聚沙成塔,集腋成裘
古语有云:不积跬步无以至千里,不积小流无以成江海。世间的万事万物都是一点点积累壮大的,人类的知识财富也是慢慢地发展的。具体到个人的成功与财富当然也要耐心地慢慢积累。中外众多的富豪绝大多数都是一步一个脚印,靠汗水与智慧才积累起巨大的财富的。
20世纪30年代,何善衡来到香港寻找发展机会,他和几位友人合资,在中环永乐街七十号开设了“恒生银号”。虽然起初股本有限,但何善衡工作勤恳,又善于经营,所以生意慢慢有了起色。随着生意愈来愈好,其他亲戚朋友都如蚂蚁嗅到蜜糖一样,争相主动提出入股建议,于是资本渐渐增多,规模不断扩大。当时的主要股东除了何善衡外,还有林炳炎、梁植伟、盛春霖等。
恒生银号的业务分布在香港、上海、广州三地。林炳炎是香港总部的领导,何善衡则留在了广州,他们生意经营得有声有色。但随着第二次世界大战的爆发,1941年圣诞香港沦陷,为了逃避日军统治,恒生银号的股东便带着资金离开香港,逃到澳门暂避,因为当地已有另一家老字号的“恒生银号”,所以他们在澳门改名为“永华银号”,依然是个不大的企业。

任务要求 1 => 根据阅读文本,恒生银号的股东逃到澳门后改用了什么名称?
任务要求 2 => 将下方全部记录的每一行以 JSON 字符串列表的形式给出,每行对应一个字符串,空行略去。答案中不要包含图片。

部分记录
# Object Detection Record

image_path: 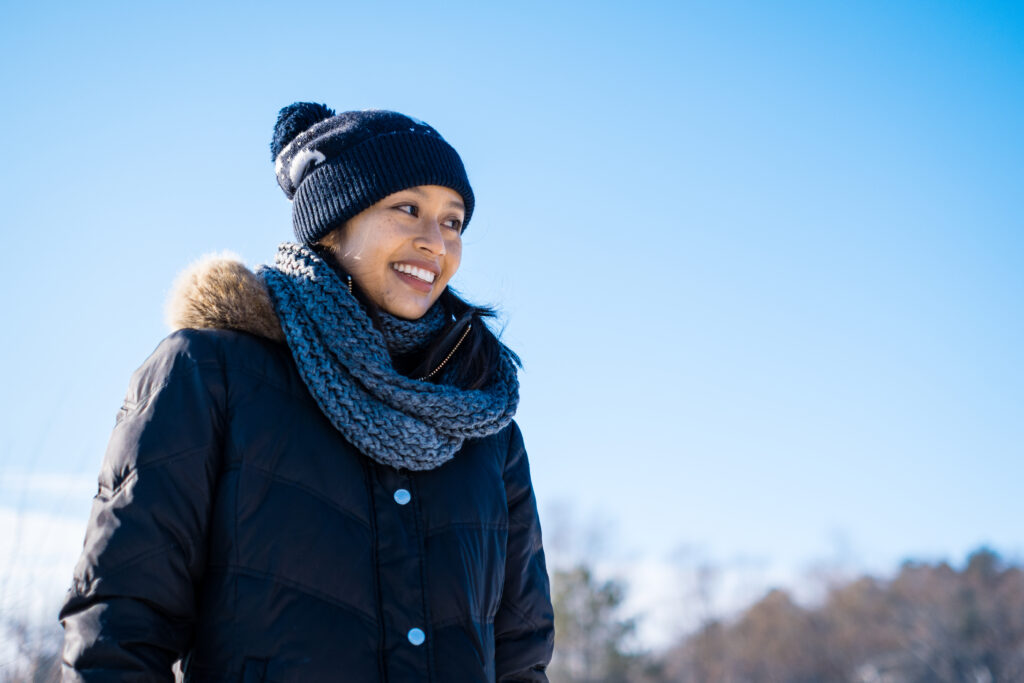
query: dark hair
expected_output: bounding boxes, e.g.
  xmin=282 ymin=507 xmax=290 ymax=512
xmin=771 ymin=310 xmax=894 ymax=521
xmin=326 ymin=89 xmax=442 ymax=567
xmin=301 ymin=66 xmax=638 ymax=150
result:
xmin=312 ymin=243 xmax=522 ymax=389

练习输出 1 => 永华银号。

练习输出 2 =>
[
  "# Object Detection Record",
  "image_path: ",
  "query: dark hair",
  "expected_output: bounding boxes, e.g.",
  "  xmin=282 ymin=507 xmax=290 ymax=512",
  "xmin=771 ymin=310 xmax=894 ymax=521",
  "xmin=326 ymin=89 xmax=442 ymax=567",
  "xmin=301 ymin=66 xmax=638 ymax=150",
  "result:",
  "xmin=312 ymin=243 xmax=522 ymax=389"
]